--- Short task ---
Return, unchanged, the lines of the listing that start at the line containing "Could you please outline every instance of the player's thigh?" and run through the line containing "Please outline every instance of the player's thigh.", both included.

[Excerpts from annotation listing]
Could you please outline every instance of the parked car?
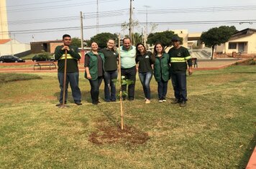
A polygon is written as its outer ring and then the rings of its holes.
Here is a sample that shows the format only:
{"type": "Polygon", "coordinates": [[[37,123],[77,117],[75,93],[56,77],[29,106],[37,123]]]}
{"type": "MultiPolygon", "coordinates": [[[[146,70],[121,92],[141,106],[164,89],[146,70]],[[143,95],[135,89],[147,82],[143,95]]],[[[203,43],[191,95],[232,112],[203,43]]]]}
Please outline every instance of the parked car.
{"type": "Polygon", "coordinates": [[[32,57],[33,62],[45,61],[45,60],[47,60],[47,58],[42,54],[36,54],[32,57]]]}
{"type": "Polygon", "coordinates": [[[0,63],[4,62],[25,62],[24,60],[12,55],[4,55],[0,57],[0,63]]]}

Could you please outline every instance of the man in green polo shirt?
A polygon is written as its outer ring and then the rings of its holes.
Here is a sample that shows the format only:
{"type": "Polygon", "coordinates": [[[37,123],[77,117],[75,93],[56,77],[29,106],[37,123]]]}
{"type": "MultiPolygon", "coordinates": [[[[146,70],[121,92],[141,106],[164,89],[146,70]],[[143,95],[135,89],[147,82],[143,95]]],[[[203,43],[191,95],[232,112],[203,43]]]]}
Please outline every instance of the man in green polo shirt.
{"type": "Polygon", "coordinates": [[[65,67],[65,53],[67,51],[67,76],[65,85],[65,104],[68,98],[68,86],[70,84],[72,95],[74,102],[77,105],[81,105],[81,94],[78,87],[79,71],[78,67],[78,60],[81,59],[78,54],[78,49],[76,47],[71,46],[71,37],[69,34],[63,36],[63,44],[58,46],[55,48],[55,58],[58,60],[58,78],[59,79],[60,95],[60,103],[56,106],[61,106],[63,101],[63,82],[64,82],[64,67],[65,67]]]}
{"type": "MultiPolygon", "coordinates": [[[[136,82],[136,47],[132,45],[131,39],[125,37],[123,39],[123,46],[118,49],[121,56],[121,75],[126,79],[132,80],[133,82],[128,85],[128,100],[134,100],[134,88],[136,82]]],[[[122,91],[127,90],[127,84],[122,85],[122,91]]],[[[125,100],[125,96],[123,96],[125,100]]]]}
{"type": "Polygon", "coordinates": [[[180,46],[180,38],[173,37],[172,39],[173,47],[168,54],[170,57],[170,72],[174,90],[175,100],[173,104],[179,103],[180,107],[186,106],[187,99],[187,81],[186,71],[188,64],[188,74],[192,74],[192,57],[188,50],[180,46]]]}

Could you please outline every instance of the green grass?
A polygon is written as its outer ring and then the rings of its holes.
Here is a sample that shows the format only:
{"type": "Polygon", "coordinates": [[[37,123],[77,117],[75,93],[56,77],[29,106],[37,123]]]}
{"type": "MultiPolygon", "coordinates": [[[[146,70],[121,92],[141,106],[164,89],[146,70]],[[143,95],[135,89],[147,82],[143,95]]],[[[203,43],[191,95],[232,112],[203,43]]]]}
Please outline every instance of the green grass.
{"type": "MultiPolygon", "coordinates": [[[[105,129],[118,129],[119,102],[91,104],[83,74],[83,105],[73,104],[69,89],[70,107],[64,109],[55,106],[56,73],[32,74],[42,79],[1,84],[3,168],[243,168],[255,146],[255,66],[195,72],[188,77],[185,108],[170,104],[170,82],[168,102],[158,103],[154,79],[152,102],[145,105],[137,78],[136,100],[124,102],[124,122],[148,135],[143,144],[124,135],[111,143],[89,141],[92,133],[104,136],[105,129]]],[[[104,83],[102,102],[103,89],[104,83]]]]}
{"type": "Polygon", "coordinates": [[[18,74],[18,73],[2,73],[0,74],[0,84],[6,82],[40,79],[41,77],[37,74],[18,74]]]}

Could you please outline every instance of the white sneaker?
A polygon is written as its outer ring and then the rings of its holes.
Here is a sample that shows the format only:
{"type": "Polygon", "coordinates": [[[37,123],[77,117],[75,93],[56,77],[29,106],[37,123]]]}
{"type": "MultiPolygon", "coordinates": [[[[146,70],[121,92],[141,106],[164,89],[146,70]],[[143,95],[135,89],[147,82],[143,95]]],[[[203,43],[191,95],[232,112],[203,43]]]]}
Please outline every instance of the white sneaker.
{"type": "Polygon", "coordinates": [[[145,103],[146,104],[150,103],[150,100],[147,99],[145,103]]]}

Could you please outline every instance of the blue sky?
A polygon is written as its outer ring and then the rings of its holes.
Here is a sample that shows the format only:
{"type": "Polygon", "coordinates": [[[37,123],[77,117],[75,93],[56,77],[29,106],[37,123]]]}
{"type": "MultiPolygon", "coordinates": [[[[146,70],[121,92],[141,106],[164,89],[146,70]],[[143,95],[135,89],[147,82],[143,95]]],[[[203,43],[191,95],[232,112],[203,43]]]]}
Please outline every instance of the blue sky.
{"type": "MultiPolygon", "coordinates": [[[[13,32],[12,38],[26,43],[32,42],[32,37],[35,41],[60,39],[63,34],[80,37],[79,15],[82,11],[85,16],[83,37],[85,39],[90,39],[97,32],[96,1],[6,0],[9,29],[13,32]]],[[[123,33],[120,24],[129,22],[130,1],[98,0],[98,2],[99,32],[123,33]]],[[[140,23],[134,28],[135,32],[141,33],[142,29],[145,28],[147,13],[149,29],[151,22],[157,23],[154,32],[188,29],[189,33],[194,33],[221,25],[234,25],[238,30],[248,27],[256,29],[255,0],[215,0],[211,2],[205,0],[134,0],[132,6],[132,18],[140,23]],[[239,24],[242,21],[245,23],[239,24]]],[[[128,31],[124,34],[128,34],[128,31]]]]}

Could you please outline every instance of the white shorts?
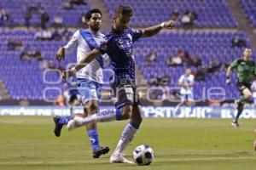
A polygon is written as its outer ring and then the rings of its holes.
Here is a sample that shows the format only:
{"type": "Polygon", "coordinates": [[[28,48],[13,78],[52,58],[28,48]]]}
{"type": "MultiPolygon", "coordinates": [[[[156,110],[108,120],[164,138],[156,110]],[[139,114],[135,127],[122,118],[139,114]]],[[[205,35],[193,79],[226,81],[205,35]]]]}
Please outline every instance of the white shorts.
{"type": "Polygon", "coordinates": [[[194,100],[193,94],[181,94],[180,100],[181,102],[193,101],[194,100]]]}

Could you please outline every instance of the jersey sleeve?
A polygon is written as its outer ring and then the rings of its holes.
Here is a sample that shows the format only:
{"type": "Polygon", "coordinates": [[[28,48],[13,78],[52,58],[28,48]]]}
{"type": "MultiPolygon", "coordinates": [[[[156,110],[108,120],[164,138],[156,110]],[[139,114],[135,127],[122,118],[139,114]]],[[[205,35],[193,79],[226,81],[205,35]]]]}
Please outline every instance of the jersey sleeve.
{"type": "Polygon", "coordinates": [[[191,75],[190,77],[191,77],[190,78],[190,81],[191,81],[190,85],[192,86],[195,83],[195,76],[194,76],[194,75],[191,75]]]}
{"type": "Polygon", "coordinates": [[[79,31],[75,31],[67,45],[63,47],[67,54],[78,48],[79,34],[79,31]]]}
{"type": "Polygon", "coordinates": [[[143,31],[136,30],[136,29],[133,29],[133,28],[130,29],[130,33],[132,37],[132,42],[136,42],[137,40],[138,40],[143,36],[143,31]]]}
{"type": "Polygon", "coordinates": [[[102,54],[106,54],[109,44],[111,42],[111,37],[106,36],[103,40],[100,42],[99,45],[96,48],[96,49],[99,50],[102,54]]]}
{"type": "Polygon", "coordinates": [[[238,65],[238,60],[236,60],[235,61],[233,61],[230,65],[231,68],[234,69],[234,68],[236,68],[238,65]]]}
{"type": "Polygon", "coordinates": [[[178,79],[178,82],[177,82],[177,83],[178,84],[182,84],[182,83],[183,83],[183,82],[184,82],[184,80],[183,80],[184,78],[183,78],[183,76],[181,76],[180,77],[179,77],[179,79],[178,79]]]}

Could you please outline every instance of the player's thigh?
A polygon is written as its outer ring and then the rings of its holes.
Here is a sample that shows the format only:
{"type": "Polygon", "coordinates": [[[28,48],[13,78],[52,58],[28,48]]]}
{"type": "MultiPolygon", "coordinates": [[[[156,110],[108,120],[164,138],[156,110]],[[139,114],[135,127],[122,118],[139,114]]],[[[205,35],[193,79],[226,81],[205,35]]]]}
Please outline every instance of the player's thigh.
{"type": "Polygon", "coordinates": [[[84,108],[88,115],[93,115],[100,110],[99,102],[96,99],[90,99],[85,103],[84,108]]]}
{"type": "MultiPolygon", "coordinates": [[[[90,100],[99,101],[101,95],[99,96],[97,90],[98,87],[95,82],[90,81],[79,82],[78,83],[78,91],[82,96],[82,105],[87,105],[86,103],[90,100]]],[[[94,104],[94,102],[92,104],[94,104]]],[[[90,102],[89,102],[88,105],[90,105],[90,102]]]]}
{"type": "Polygon", "coordinates": [[[187,101],[187,94],[180,94],[180,101],[181,101],[181,103],[185,103],[187,101]]]}
{"type": "Polygon", "coordinates": [[[119,108],[122,112],[122,119],[129,119],[131,117],[132,114],[132,105],[125,105],[123,107],[119,108]]]}
{"type": "Polygon", "coordinates": [[[137,120],[140,123],[143,121],[142,113],[142,106],[140,105],[134,105],[132,107],[131,119],[137,120]]]}
{"type": "Polygon", "coordinates": [[[252,96],[252,93],[251,91],[249,90],[249,88],[245,88],[243,90],[242,90],[242,94],[243,95],[247,96],[247,97],[251,97],[252,96]]]}

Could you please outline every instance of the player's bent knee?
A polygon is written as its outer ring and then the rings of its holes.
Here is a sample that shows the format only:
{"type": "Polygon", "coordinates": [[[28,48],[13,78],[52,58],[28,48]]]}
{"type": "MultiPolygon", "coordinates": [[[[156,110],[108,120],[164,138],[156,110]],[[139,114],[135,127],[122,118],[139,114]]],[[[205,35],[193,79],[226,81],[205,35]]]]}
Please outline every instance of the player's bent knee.
{"type": "Polygon", "coordinates": [[[88,111],[89,115],[95,114],[95,113],[96,113],[99,110],[98,105],[94,104],[94,103],[92,103],[90,105],[88,105],[85,107],[89,110],[88,111]]]}

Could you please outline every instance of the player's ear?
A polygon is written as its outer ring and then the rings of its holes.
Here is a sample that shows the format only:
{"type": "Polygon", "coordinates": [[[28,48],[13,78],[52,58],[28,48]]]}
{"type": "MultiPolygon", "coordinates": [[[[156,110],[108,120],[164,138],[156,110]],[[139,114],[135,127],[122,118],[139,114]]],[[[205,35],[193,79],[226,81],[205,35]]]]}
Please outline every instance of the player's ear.
{"type": "Polygon", "coordinates": [[[86,23],[87,26],[89,26],[89,24],[90,24],[90,20],[85,20],[85,23],[86,23]]]}

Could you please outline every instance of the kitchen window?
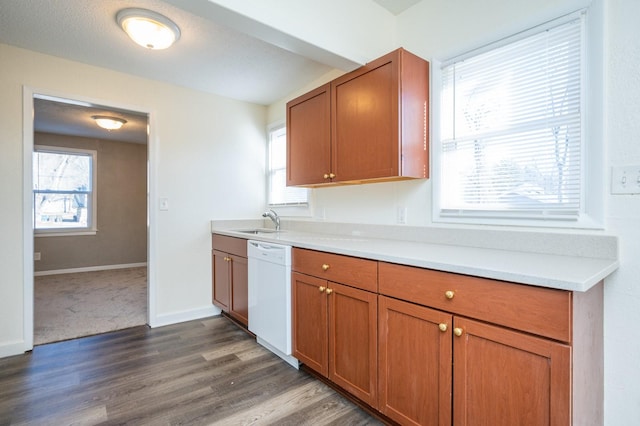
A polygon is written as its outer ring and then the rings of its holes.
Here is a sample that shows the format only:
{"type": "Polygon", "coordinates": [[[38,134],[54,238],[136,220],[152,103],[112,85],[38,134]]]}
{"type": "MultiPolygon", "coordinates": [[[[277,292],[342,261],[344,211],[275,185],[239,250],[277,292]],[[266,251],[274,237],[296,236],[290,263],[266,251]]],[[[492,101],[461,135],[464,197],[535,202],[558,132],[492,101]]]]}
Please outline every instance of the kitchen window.
{"type": "Polygon", "coordinates": [[[309,204],[309,190],[287,186],[287,128],[278,125],[269,129],[268,141],[268,203],[271,207],[291,207],[309,204]]]}
{"type": "Polygon", "coordinates": [[[42,235],[95,234],[96,151],[35,146],[33,229],[42,235]]]}
{"type": "Polygon", "coordinates": [[[442,65],[435,220],[584,220],[585,52],[580,12],[442,65]]]}

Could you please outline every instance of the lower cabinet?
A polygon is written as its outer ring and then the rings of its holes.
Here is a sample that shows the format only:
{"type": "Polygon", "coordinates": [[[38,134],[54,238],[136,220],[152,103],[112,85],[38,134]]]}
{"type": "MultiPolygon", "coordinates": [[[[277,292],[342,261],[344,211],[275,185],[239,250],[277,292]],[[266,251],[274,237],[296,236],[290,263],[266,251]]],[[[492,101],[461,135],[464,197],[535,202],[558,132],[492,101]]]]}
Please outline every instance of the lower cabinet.
{"type": "Polygon", "coordinates": [[[296,358],[401,425],[603,424],[603,291],[294,249],[296,358]],[[375,283],[374,283],[375,281],[375,283]]]}
{"type": "Polygon", "coordinates": [[[379,307],[379,409],[389,418],[571,424],[569,346],[385,296],[379,307]]]}
{"type": "Polygon", "coordinates": [[[378,307],[380,412],[405,425],[451,425],[453,317],[385,296],[378,307]]]}
{"type": "Polygon", "coordinates": [[[453,323],[454,425],[571,424],[568,345],[465,318],[453,323]]]}
{"type": "Polygon", "coordinates": [[[213,304],[244,325],[249,324],[247,240],[212,235],[213,304]]]}
{"type": "MultiPolygon", "coordinates": [[[[357,398],[376,407],[378,296],[374,292],[327,279],[339,278],[340,262],[347,261],[350,264],[350,259],[355,262],[353,266],[364,262],[365,269],[371,271],[375,278],[376,262],[331,256],[335,255],[308,250],[301,254],[299,249],[294,249],[294,271],[302,269],[307,272],[292,273],[294,356],[357,398]],[[313,266],[303,266],[302,262],[306,260],[313,266]],[[331,272],[328,272],[330,269],[331,272]]],[[[344,269],[345,274],[353,271],[351,267],[344,269]]],[[[349,283],[348,277],[342,278],[349,283]]]]}

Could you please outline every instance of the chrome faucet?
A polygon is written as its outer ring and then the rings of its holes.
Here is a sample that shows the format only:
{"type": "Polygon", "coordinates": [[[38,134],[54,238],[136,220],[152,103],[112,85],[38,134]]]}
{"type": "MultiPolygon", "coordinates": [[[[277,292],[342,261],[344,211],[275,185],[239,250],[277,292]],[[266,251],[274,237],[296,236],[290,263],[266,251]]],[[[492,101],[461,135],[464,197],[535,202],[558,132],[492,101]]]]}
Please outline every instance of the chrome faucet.
{"type": "Polygon", "coordinates": [[[273,223],[276,224],[276,231],[280,230],[280,216],[278,216],[278,213],[273,211],[273,209],[269,210],[268,212],[262,213],[262,217],[268,217],[269,219],[271,219],[273,223]]]}

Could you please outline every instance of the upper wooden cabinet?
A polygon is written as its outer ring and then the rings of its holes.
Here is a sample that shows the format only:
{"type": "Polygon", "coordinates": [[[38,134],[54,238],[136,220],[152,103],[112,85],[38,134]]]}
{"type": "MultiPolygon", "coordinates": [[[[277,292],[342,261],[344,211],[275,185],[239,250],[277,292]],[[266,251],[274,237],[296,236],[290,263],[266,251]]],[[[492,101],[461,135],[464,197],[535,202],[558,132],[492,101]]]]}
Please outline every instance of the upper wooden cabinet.
{"type": "Polygon", "coordinates": [[[395,50],[287,103],[287,185],[429,176],[429,63],[395,50]]]}

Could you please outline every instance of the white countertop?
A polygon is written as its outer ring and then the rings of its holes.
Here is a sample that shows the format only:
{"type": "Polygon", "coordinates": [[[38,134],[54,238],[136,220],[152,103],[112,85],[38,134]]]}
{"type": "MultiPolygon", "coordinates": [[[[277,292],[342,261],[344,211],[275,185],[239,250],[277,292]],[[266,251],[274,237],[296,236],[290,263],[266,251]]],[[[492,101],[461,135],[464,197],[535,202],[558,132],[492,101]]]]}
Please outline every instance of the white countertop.
{"type": "Polygon", "coordinates": [[[293,229],[258,235],[239,232],[246,229],[252,226],[212,222],[213,233],[232,237],[571,291],[589,290],[618,267],[618,260],[611,256],[547,254],[293,229]]]}

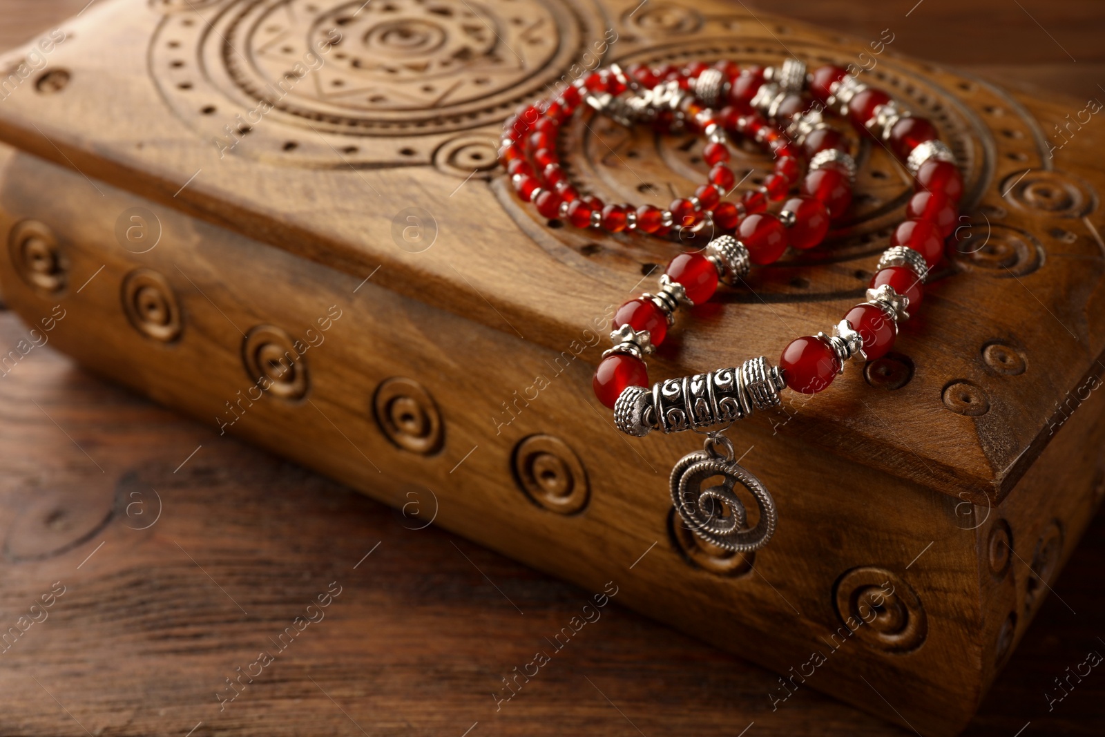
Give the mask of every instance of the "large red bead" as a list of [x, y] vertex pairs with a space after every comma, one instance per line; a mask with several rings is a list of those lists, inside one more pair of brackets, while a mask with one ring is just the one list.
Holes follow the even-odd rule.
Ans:
[[906, 309], [909, 310], [911, 315], [914, 314], [914, 309], [919, 307], [924, 301], [925, 286], [917, 277], [917, 274], [908, 266], [880, 269], [871, 277], [871, 288], [877, 289], [884, 284], [888, 284], [895, 292], [909, 299], [909, 306]]
[[815, 169], [806, 175], [802, 193], [820, 200], [833, 220], [848, 212], [852, 204], [852, 182], [835, 167]]
[[950, 161], [925, 161], [917, 170], [917, 183], [924, 189], [944, 192], [953, 202], [958, 202], [964, 196], [962, 175], [959, 167]]
[[844, 315], [844, 319], [863, 339], [863, 352], [869, 361], [885, 356], [897, 337], [894, 320], [874, 305], [856, 305]]
[[940, 238], [951, 235], [959, 219], [959, 208], [944, 192], [917, 192], [909, 198], [905, 208], [906, 215], [917, 220], [927, 220], [940, 231]]
[[927, 220], [906, 220], [898, 223], [891, 235], [891, 245], [905, 245], [925, 256], [929, 267], [944, 256], [944, 238], [939, 229]]
[[591, 386], [599, 401], [613, 409], [627, 387], [649, 386], [649, 369], [640, 358], [629, 354], [610, 354], [599, 364]]
[[787, 250], [787, 229], [769, 212], [748, 215], [737, 232], [748, 249], [748, 260], [756, 265], [775, 263]]
[[638, 333], [648, 330], [649, 341], [654, 346], [662, 344], [667, 335], [667, 317], [664, 312], [652, 299], [644, 297], [630, 299], [618, 308], [614, 313], [614, 327], [622, 325], [629, 325]]
[[909, 152], [926, 140], [935, 140], [939, 135], [936, 126], [927, 118], [902, 118], [891, 128], [891, 147], [898, 158], [909, 158]]
[[891, 96], [882, 90], [867, 87], [848, 103], [848, 118], [856, 128], [862, 128], [875, 116], [875, 108], [891, 102]]
[[701, 253], [681, 253], [664, 270], [667, 278], [678, 282], [687, 299], [696, 305], [709, 299], [717, 291], [717, 267]]
[[787, 386], [803, 394], [815, 394], [836, 378], [840, 359], [828, 343], [808, 335], [782, 349], [779, 369]]
[[845, 74], [848, 74], [848, 72], [839, 66], [833, 66], [831, 64], [819, 66], [813, 70], [813, 81], [810, 83], [810, 94], [812, 94], [814, 98], [824, 103], [832, 94], [833, 83], [843, 80]]
[[812, 249], [825, 239], [829, 232], [829, 210], [821, 200], [812, 197], [796, 197], [787, 200], [783, 210], [794, 213], [794, 224], [787, 229], [787, 240], [796, 249]]

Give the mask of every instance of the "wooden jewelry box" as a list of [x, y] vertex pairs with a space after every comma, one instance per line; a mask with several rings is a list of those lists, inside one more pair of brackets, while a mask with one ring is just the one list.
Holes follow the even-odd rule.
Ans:
[[[613, 582], [774, 668], [776, 708], [810, 687], [955, 734], [1105, 494], [1105, 135], [1071, 123], [1083, 104], [892, 43], [717, 0], [105, 0], [3, 61], [4, 298], [32, 338], [221, 432]], [[673, 522], [669, 470], [702, 438], [623, 438], [590, 389], [614, 308], [673, 246], [541, 219], [495, 147], [518, 104], [598, 65], [788, 55], [876, 56], [867, 78], [955, 150], [966, 214], [895, 352], [732, 429], [780, 523], [726, 556]], [[774, 361], [862, 301], [912, 188], [856, 150], [831, 241], [694, 309], [653, 378]], [[665, 204], [698, 151], [585, 118], [564, 155], [581, 189]], [[741, 157], [754, 186], [769, 162]]]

--- Result for this exercise ---
Could you please outline every instance of the player's thigh?
A polygon is written as its outer ring and then the rings of its holes.
Here is a sample that shows the format only:
{"type": "Polygon", "coordinates": [[[28,48],[13,78],[52,58],[28,48]]]}
{"type": "MultiPolygon", "coordinates": [[[[156,110],[108,120],[164,138],[156,110]],[[139,114],[135,127],[122,118],[139,114]]],[[[205,35],[193,79],[226,81],[205,35]]]]}
Please outline every instance of the player's thigh.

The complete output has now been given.